Aim of the exercise -
Reproduce the following lines word for word, changing nothing.

Recorded information -
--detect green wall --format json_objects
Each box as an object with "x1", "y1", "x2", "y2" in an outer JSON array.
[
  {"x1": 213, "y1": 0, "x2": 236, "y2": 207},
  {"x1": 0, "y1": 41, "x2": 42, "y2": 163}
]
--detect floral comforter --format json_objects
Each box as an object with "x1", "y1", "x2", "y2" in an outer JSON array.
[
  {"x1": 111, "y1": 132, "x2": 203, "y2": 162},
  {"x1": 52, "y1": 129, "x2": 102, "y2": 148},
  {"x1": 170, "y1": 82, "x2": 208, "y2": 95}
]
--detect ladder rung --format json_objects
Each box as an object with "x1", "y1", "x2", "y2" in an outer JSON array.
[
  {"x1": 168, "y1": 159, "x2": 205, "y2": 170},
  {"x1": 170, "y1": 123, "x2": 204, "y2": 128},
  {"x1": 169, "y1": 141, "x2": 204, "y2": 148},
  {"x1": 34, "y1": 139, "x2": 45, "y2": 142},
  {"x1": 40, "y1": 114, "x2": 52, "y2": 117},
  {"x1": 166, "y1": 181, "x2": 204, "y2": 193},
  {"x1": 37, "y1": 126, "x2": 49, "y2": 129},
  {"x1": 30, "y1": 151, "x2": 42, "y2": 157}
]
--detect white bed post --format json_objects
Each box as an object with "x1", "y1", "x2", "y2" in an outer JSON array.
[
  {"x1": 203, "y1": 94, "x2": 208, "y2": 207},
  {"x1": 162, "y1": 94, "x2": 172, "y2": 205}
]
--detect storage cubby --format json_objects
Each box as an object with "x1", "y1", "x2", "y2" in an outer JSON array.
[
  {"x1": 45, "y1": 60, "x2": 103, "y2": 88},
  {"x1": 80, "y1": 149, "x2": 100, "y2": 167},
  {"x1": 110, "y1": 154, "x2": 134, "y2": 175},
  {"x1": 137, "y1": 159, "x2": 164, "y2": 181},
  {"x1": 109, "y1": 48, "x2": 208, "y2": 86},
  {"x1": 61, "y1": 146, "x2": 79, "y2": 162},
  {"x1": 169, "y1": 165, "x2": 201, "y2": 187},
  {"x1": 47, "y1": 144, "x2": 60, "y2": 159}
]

Exercise answer -
--detect green wall --format json_objects
Each box as an object with "x1", "y1", "x2", "y2" in an outer JSON array.
[
  {"x1": 213, "y1": 0, "x2": 236, "y2": 207},
  {"x1": 0, "y1": 41, "x2": 42, "y2": 163}
]
--detect floral comforter --format json_objects
Each box as an object with "x1", "y1", "x2", "y2" in an outer JSON array.
[
  {"x1": 111, "y1": 132, "x2": 203, "y2": 162},
  {"x1": 52, "y1": 129, "x2": 102, "y2": 148},
  {"x1": 170, "y1": 82, "x2": 208, "y2": 95}
]
--detect ladder rung --format json_objects
Each box as an object with "x1", "y1", "x2", "y2" in an outer JSON array.
[
  {"x1": 168, "y1": 159, "x2": 205, "y2": 170},
  {"x1": 170, "y1": 123, "x2": 204, "y2": 128},
  {"x1": 169, "y1": 141, "x2": 204, "y2": 148},
  {"x1": 34, "y1": 139, "x2": 45, "y2": 142},
  {"x1": 40, "y1": 114, "x2": 52, "y2": 117},
  {"x1": 166, "y1": 181, "x2": 204, "y2": 193},
  {"x1": 37, "y1": 126, "x2": 49, "y2": 129},
  {"x1": 30, "y1": 151, "x2": 42, "y2": 157}
]
--detect white bed post --format json_objects
Each box as an object with "x1", "y1", "x2", "y2" in an outer JSON array.
[
  {"x1": 203, "y1": 94, "x2": 208, "y2": 207},
  {"x1": 162, "y1": 94, "x2": 172, "y2": 205}
]
--detect storage cubby --format json_objects
Each box as an object with "x1", "y1", "x2", "y2" in an outer JSON array.
[
  {"x1": 45, "y1": 60, "x2": 103, "y2": 88},
  {"x1": 80, "y1": 149, "x2": 100, "y2": 167},
  {"x1": 110, "y1": 154, "x2": 134, "y2": 175},
  {"x1": 137, "y1": 159, "x2": 164, "y2": 181},
  {"x1": 109, "y1": 48, "x2": 208, "y2": 86},
  {"x1": 61, "y1": 146, "x2": 79, "y2": 162},
  {"x1": 169, "y1": 165, "x2": 201, "y2": 187},
  {"x1": 47, "y1": 144, "x2": 60, "y2": 159}
]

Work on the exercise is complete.